◆ PROBLEM DETAILS ◆
Write each entry again exactly as shown, but without the images it holds.

___ AVAILABLE DATA ___

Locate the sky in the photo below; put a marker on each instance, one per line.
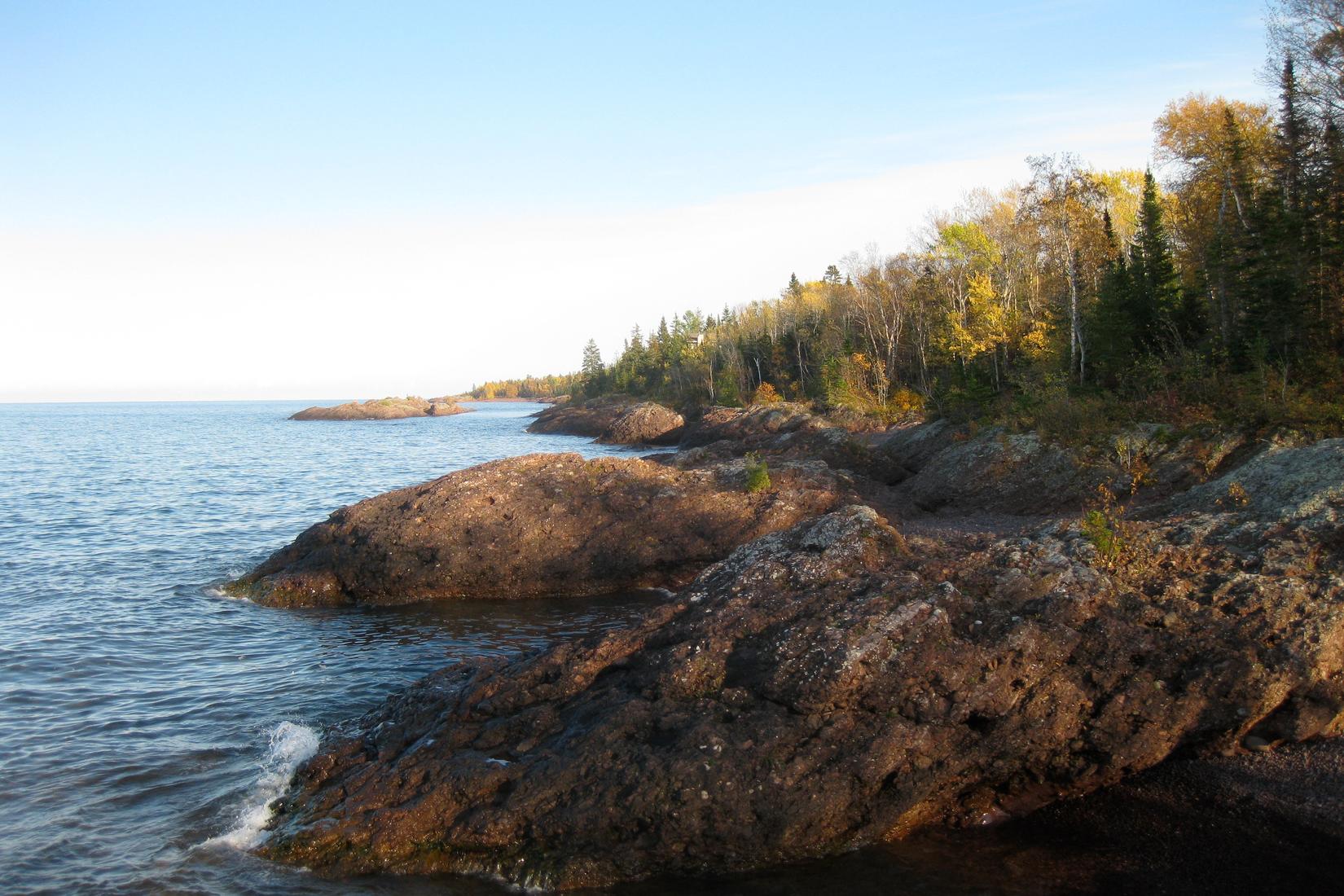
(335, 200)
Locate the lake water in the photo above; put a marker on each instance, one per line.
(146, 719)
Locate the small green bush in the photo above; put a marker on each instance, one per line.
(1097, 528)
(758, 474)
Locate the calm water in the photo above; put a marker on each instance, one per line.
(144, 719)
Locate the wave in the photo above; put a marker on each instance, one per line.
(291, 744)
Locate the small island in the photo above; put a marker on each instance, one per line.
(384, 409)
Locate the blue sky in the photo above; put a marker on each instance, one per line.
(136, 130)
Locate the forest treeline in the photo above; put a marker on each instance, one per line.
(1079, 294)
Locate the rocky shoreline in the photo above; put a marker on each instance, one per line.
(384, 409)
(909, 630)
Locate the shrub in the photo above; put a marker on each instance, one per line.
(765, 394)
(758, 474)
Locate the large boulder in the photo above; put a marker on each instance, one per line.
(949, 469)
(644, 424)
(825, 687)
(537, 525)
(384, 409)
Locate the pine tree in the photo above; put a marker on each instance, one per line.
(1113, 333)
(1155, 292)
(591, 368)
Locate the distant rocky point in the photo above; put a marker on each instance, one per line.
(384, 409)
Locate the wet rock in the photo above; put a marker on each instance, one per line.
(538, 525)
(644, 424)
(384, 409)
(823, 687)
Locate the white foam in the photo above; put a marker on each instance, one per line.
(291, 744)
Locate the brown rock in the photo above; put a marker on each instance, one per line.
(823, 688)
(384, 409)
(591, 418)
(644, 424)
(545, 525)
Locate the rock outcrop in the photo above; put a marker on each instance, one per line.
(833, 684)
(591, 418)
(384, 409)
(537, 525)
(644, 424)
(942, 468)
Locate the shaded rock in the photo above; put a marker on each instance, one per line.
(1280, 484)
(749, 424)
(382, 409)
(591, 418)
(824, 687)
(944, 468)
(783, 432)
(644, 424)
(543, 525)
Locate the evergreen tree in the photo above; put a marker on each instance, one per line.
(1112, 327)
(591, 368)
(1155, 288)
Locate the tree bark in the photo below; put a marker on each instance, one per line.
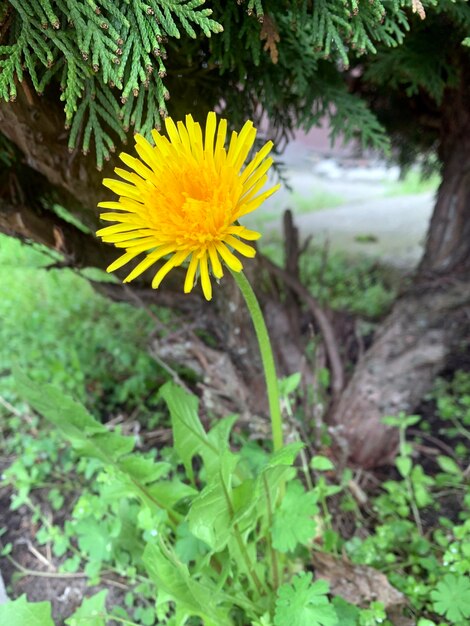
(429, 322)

___

◆ EXERCISE SOLUTION ◆
Locate the sky in the photo below; put a marker on each instance, one per line.
(335, 200)
Locate the lake water in the photo above; put a marker on each instance, one per line.
(146, 719)
Locate the small green bush in the photo above; put a marker on each instance, one per line.
(1097, 528)
(758, 474)
Locate the calm water in the photo above; put a marker on each instance, one per line.
(144, 719)
Locate the wave in the photo above; put a marker on each instance, one per line.
(291, 744)
Locate the small island in the photo above; put a marker on each instance, one per line.
(384, 409)
Locate the blue sky in the photo above; put a marker on each instance, one per line.
(136, 130)
Locate the forest treeline in the photo above; put a marker on each instance, one per line.
(1079, 294)
Locate the rocky shoreline in the photo above; put a marker on each instance, one per line.
(384, 409)
(909, 630)
Locate the shrub in the photo above; put a marker on each instance, one per line.
(765, 394)
(758, 474)
Locate the large boulder in the photo above; put a marker on each instance, one per line.
(949, 469)
(644, 424)
(825, 687)
(537, 525)
(384, 409)
Locate the pine tree in the photo above; put a marker on each instance, one per line.
(1113, 333)
(1155, 292)
(591, 368)
Locate the distant rocky point in the photo above; put a marker on each instance, one per line.
(384, 409)
Locate the wet rock in the photo above; put a marker on each instance, one per line.
(538, 525)
(644, 424)
(384, 409)
(823, 687)
Locate the white foam in the photo above; put a marker on each instance, one per line.
(291, 744)
Locate the brown rock in the photo above; put a marker on each instance, one per line.
(823, 688)
(384, 409)
(591, 418)
(644, 424)
(545, 525)
Locate the rock outcrop in the photo above; put a marker on each instance, one per line.
(833, 684)
(591, 418)
(384, 409)
(537, 525)
(644, 424)
(942, 468)
Locate the shaded rock in the photo above; put a marker on each instance, one per line.
(1280, 484)
(749, 424)
(382, 409)
(591, 418)
(824, 687)
(944, 468)
(783, 432)
(644, 424)
(543, 525)
Locate the evergreen tree in the photo above; put a marker on each instance, one per line.
(1112, 327)
(591, 368)
(1155, 288)
Locate the tree bark in the photo below; put a marker on each instance, one per line.
(429, 322)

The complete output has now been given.